* _TASK TO CARRY OUT_
Can you repeat each of the items below verbatim, leaving out the pictures?

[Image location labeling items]
• • • • • • •
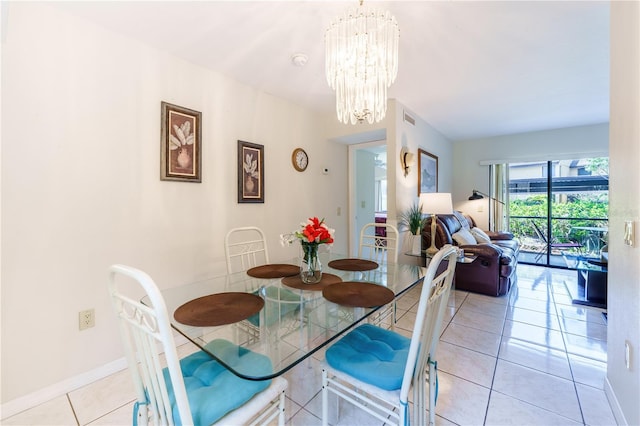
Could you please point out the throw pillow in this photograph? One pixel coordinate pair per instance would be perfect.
(480, 236)
(464, 237)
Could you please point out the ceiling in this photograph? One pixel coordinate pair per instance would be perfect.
(471, 69)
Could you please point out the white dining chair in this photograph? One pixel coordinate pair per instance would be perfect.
(245, 248)
(379, 242)
(193, 390)
(374, 368)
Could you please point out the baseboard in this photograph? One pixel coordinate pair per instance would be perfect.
(613, 402)
(41, 396)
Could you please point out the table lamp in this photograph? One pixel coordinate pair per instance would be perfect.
(435, 203)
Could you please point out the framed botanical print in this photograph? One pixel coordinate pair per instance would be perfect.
(427, 172)
(181, 144)
(250, 172)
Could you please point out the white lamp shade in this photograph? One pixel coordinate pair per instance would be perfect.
(436, 203)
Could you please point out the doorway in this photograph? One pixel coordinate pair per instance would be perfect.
(559, 210)
(368, 188)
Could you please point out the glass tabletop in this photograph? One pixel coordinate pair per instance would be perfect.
(293, 323)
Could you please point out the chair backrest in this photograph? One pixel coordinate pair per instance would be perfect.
(379, 241)
(431, 308)
(245, 247)
(146, 332)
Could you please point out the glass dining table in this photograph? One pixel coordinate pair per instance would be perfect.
(296, 319)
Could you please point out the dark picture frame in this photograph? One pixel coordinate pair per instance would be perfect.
(427, 172)
(250, 172)
(180, 144)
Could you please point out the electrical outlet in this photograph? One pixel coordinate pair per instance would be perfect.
(86, 319)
• • • • • • •
* _SOLUTION FOR THIS TASK_
Could you please point out the throw pillow in this photograph? One pixel coordinate pair per instance would be perfect.
(480, 236)
(464, 237)
Could you please point out the ceiling in this photograph? One pixel coordinate pair per instance would be perfect.
(471, 69)
Could you please point out the white dining chair in this photograph? One pixel coordinate pair per instance would be perfect.
(245, 248)
(379, 242)
(193, 390)
(374, 368)
Could you please point out the baseboard in this photograph? One pixel coordinate pair per instance would be perfect.
(613, 402)
(41, 396)
Could you please point out the table lamp in this photograph? One pixel coordinate pair per instance would be perfect.
(435, 203)
Could you please point out the framed botanical print in this photograph? One pixel coordinate pair per instance would be perfect.
(427, 172)
(181, 144)
(250, 172)
Could you please point out the white lamp shade in this photograph? One pixel coordinate pair per instance would be perfect.
(436, 203)
Could you please point out the doorway in this photograph? One pixel coordinate pair per instance would be perfect.
(559, 210)
(368, 188)
Could you please point out the glass tabletop in this photograph? One pixel coordinate pair per instance would be perfect.
(293, 323)
Could you please point out the chair backrest in this photograph? One pixel coordinate pair per instance would be perfect.
(379, 241)
(431, 308)
(245, 247)
(146, 332)
Could you please point out the glass dining table in this photograph? One pixel coordinate pair per instance would be perfect.
(296, 319)
Could you please point out the dark picture frame in this photograph? One pixel coordinate pair per instance would be perfect.
(427, 172)
(250, 172)
(180, 144)
Could you please point out the electrical outlet in this photograph? One pixel coordinate pair per instance would be perfect.
(86, 319)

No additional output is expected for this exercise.